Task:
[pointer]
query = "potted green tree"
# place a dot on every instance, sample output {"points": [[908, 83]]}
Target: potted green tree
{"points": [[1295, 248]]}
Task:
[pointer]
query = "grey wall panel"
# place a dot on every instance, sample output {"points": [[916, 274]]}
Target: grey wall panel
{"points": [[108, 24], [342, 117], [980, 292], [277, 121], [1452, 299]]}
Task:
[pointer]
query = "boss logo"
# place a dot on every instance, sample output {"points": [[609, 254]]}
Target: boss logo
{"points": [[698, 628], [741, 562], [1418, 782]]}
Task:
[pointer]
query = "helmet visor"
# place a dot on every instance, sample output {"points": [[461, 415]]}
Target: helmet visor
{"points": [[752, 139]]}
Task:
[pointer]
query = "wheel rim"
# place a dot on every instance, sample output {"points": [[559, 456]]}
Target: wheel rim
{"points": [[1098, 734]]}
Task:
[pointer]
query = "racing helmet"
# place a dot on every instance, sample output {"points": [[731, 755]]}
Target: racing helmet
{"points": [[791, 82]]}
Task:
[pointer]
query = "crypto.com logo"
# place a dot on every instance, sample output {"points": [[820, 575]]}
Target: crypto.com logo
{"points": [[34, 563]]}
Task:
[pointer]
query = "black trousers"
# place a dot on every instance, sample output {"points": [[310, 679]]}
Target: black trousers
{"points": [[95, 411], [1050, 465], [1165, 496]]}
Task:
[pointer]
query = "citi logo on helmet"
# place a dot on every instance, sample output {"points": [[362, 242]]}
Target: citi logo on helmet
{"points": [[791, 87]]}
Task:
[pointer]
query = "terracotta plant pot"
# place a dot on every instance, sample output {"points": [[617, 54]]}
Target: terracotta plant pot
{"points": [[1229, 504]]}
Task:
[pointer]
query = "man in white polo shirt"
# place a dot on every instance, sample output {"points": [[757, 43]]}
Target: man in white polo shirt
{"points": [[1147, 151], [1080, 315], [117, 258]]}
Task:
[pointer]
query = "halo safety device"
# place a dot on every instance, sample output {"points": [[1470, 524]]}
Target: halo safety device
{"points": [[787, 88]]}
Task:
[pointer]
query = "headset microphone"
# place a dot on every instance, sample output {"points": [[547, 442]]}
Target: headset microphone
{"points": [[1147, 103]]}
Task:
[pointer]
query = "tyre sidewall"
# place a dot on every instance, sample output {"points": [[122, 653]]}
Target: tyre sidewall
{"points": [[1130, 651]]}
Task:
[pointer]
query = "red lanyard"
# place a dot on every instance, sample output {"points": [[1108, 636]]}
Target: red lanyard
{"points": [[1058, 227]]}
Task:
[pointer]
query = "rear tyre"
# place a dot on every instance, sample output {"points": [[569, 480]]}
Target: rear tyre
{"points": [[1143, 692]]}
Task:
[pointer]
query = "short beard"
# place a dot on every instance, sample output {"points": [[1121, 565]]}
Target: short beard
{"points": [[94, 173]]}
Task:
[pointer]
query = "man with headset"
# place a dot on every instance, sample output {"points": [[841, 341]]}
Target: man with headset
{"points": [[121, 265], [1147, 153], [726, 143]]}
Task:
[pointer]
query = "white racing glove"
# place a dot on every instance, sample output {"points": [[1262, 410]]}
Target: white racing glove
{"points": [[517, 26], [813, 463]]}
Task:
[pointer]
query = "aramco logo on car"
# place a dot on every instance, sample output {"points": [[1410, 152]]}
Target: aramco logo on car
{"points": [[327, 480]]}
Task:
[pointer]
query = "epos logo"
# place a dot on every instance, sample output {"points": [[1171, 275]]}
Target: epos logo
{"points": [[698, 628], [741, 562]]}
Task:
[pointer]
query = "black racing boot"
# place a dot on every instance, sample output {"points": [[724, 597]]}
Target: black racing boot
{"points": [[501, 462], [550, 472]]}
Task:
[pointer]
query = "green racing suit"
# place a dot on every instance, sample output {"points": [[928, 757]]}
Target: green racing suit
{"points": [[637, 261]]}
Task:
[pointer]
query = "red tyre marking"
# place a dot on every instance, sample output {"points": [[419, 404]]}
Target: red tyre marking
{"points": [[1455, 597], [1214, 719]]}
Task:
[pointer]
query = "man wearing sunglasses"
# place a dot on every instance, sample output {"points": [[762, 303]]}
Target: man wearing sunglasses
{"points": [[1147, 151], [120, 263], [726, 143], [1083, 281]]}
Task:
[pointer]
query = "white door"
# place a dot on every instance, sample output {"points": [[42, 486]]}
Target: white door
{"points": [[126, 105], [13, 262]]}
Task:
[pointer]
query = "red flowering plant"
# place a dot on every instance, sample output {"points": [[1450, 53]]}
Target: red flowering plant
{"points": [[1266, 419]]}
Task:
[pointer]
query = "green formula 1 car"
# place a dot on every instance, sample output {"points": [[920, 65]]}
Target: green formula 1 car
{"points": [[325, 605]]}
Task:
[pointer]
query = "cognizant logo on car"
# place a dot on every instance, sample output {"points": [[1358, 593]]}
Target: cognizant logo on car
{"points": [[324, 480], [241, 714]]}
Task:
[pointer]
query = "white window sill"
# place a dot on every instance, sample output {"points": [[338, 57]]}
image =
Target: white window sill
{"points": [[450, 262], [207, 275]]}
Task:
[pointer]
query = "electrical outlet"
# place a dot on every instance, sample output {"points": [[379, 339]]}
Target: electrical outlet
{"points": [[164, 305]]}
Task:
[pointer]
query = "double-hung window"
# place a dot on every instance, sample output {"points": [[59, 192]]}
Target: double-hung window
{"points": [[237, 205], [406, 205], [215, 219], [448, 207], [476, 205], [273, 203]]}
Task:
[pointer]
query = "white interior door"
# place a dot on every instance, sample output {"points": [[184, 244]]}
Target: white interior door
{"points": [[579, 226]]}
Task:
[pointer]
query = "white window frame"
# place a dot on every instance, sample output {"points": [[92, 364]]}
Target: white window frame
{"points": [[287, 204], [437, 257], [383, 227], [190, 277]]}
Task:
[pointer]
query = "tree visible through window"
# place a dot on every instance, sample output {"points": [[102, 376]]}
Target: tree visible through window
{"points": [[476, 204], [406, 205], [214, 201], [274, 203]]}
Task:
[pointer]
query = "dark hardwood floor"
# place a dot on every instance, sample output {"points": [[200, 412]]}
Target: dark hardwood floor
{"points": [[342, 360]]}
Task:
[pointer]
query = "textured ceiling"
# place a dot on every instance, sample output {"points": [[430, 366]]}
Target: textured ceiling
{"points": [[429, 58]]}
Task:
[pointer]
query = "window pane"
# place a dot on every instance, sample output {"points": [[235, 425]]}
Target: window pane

WHAT YOU SHOULD DO | All of the entries above need to be output again exactly.

WRITTEN RESPONSE |
Task:
[pointer]
query = "potted green tree"
# place a dot on every instance, sample output {"points": [[908, 83]]}
Target: potted green tree
{"points": [[1295, 248]]}
Task:
[pointer]
query = "grey wall panel"
# place a dot on every instance, sample output {"points": [[916, 274]]}
Target: grey wall panel
{"points": [[108, 24], [342, 117], [980, 292], [277, 121], [1452, 299]]}
Task:
[pointer]
query = "boss logo"
# place a dot on every instance, sample output {"points": [[609, 254]]}
Target: boss logo
{"points": [[698, 628], [741, 562], [1418, 782]]}
Task:
[pointer]
query = "helmet visor"
# place a dot on every instance, sample output {"points": [[461, 415]]}
Target: helmet visor
{"points": [[752, 139]]}
Task:
[pointer]
query = "wheel rim"
# place a dot on every instance, sample output {"points": [[559, 456]]}
Target: wheel rim
{"points": [[1098, 734]]}
Task:
[pointer]
query = "racing helmet"
# place a dot on every instance, sample output {"points": [[731, 755]]}
Target: racing helmet
{"points": [[791, 82]]}
Task:
[pointer]
query = "crypto.com logo"
# place a dot on every instance, sample output {"points": [[820, 575]]}
Target: crypto.com logo
{"points": [[34, 563]]}
Task:
[pointer]
query = "black trousers"
# place a dot on every instance, sample output {"points": [[310, 679]]}
Target: black trousers
{"points": [[95, 411], [1050, 465], [1165, 496]]}
Task:
[pointer]
query = "citi logo on helmet"
# place a dot on every instance, sample output {"points": [[362, 242]]}
Target: citi logo on helmet
{"points": [[791, 87]]}
Task:
[pointer]
query = "terracotta plant pot"
# place a dot on every instance, sample output {"points": [[617, 54]]}
Target: terracotta plant pot
{"points": [[1229, 504]]}
Task:
[pointer]
query = "man in white polo shirt"
# place a dot on every instance, sample output {"points": [[757, 43]]}
Target: man in white polo shirt
{"points": [[1147, 151], [1080, 315], [117, 258]]}
Task:
[pointer]
query = "halo safety device"
# place a dot on every instance, sample output {"points": [[1470, 524]]}
Target: halo safety device
{"points": [[787, 88]]}
Task:
[pointer]
query = "headset microphone"
# place a dot on every instance, sample output {"points": [[547, 442]]}
Target: headset microphone
{"points": [[1147, 103]]}
Task:
[pointer]
query = "tyre sidewall"
# place a dot on every instance, sample output {"points": [[122, 653]]}
Target: tyre sidewall
{"points": [[1130, 651]]}
Task:
[pointer]
query = "red lanyard"
# place a dot on every instance, sample output {"points": [[1108, 636]]}
Target: red lanyard
{"points": [[1058, 227]]}
Task:
[pointer]
query = "rear tyre"
# place a dot on every instance, sample output {"points": [[569, 480]]}
Target: rear tyre
{"points": [[1143, 692]]}
Task:
[pointer]
query = "short beard"
# place a dot on every instance, sample output {"points": [[1121, 565]]}
Target: short beard
{"points": [[94, 173]]}
Task:
[pointer]
query = "man with headset"
# place a dot on every instance, sample output {"points": [[841, 341]]}
Target: man with headset
{"points": [[121, 265], [1147, 153], [726, 143]]}
Task:
[pointer]
query = "white racing glove"
# place a dot on every instance, sample output {"points": [[1262, 410]]}
Target: white racing glove
{"points": [[517, 26], [813, 463]]}
Task:
[pointer]
query = "aramco logo on car"
# place a dot on every instance, sample output {"points": [[1410, 152]]}
Target: aramco logo on car
{"points": [[327, 480]]}
Task:
[pointer]
query = "epos logo"
# place a dot on every instance, sample output {"points": [[1171, 275]]}
Target: epos logo
{"points": [[698, 628], [741, 562]]}
Task:
[pointer]
query = "black racing boot"
# place a dot on every instance, sample output {"points": [[724, 597]]}
Target: black racing boot
{"points": [[501, 462], [550, 472]]}
Task:
[pointer]
query = "green racing suit"
# place a dot on every instance, sample output {"points": [[928, 757]]}
Target: green racing suit
{"points": [[637, 261]]}
Task:
[pointer]
query = "red tyre marking"
# place a dot on every instance, sample output {"points": [[419, 404]]}
Target: red tyre marking
{"points": [[1455, 597], [1214, 719]]}
Task:
[pointer]
query = "man wearing sunglasses"
# place a dot on every instance, sample output {"points": [[762, 303]]}
Target: man wearing sunglasses
{"points": [[1147, 151], [120, 263], [726, 143], [1083, 281]]}
Task:
[pointer]
query = "white door"
# place a dot on every instance, sample output {"points": [[42, 486]]}
Target: white door
{"points": [[126, 105], [13, 262]]}
Task:
[pointer]
query = "red flowering plant"
# place a dot on every instance, sample output {"points": [[1450, 53]]}
Target: red flowering plant
{"points": [[1266, 419]]}
Task:
[pointer]
query = "green formula 1 car"
# place a dot on every instance, sample output {"points": [[920, 65]]}
Target: green formula 1 car
{"points": [[325, 605]]}
Task:
[pointer]
query = "cognizant logo on car"
# place a dot on every instance, sample output {"points": [[1358, 593]]}
Target: cognizant logo on car
{"points": [[324, 480], [241, 714]]}
Task:
[pointer]
query = "white window sill"
# place a dot on every instance, sample output {"points": [[338, 57]]}
image =
Target: white window sill
{"points": [[450, 262], [207, 275]]}
Task:
[pointer]
query = "electrical outlet"
# place a dot on every instance, sample output {"points": [[379, 339]]}
Target: electrical outlet
{"points": [[164, 305]]}
Task:
[pointer]
query = "double-hung window"
# place a dot on every instance, sample output {"points": [[59, 192]]}
Target: double-hung window
{"points": [[237, 205], [406, 205], [215, 219], [448, 207], [476, 205], [273, 203]]}
Task:
[pointer]
query = "white interior door"
# place a dot on every instance, sample output {"points": [[184, 244]]}
Target: white interior door
{"points": [[579, 226]]}
Task:
[pointer]
query = "white window frame"
# place a dot on every instance, sample output {"points": [[92, 364]]}
Target: white window frame
{"points": [[287, 204], [437, 257], [383, 227], [190, 277]]}
Task:
[pointer]
query = "tree visible through window"
# place a dot on every instance, sample output {"points": [[102, 376]]}
Target: tree visible through window
{"points": [[476, 204], [406, 205], [214, 201], [274, 203]]}
Task:
[pointer]
query = "dark hardwood floor"
# place a dot on every instance, sample output {"points": [[200, 412]]}
Target: dark hardwood floor
{"points": [[342, 360]]}
Task:
[pointer]
query = "textured ceiling"
# place a dot on every instance, sample output {"points": [[430, 366]]}
Target: textured ceiling
{"points": [[429, 58]]}
Task:
[pointer]
query = "window pane"
# place a dot on every instance, sample output {"points": [[235, 425]]}
Target: window pane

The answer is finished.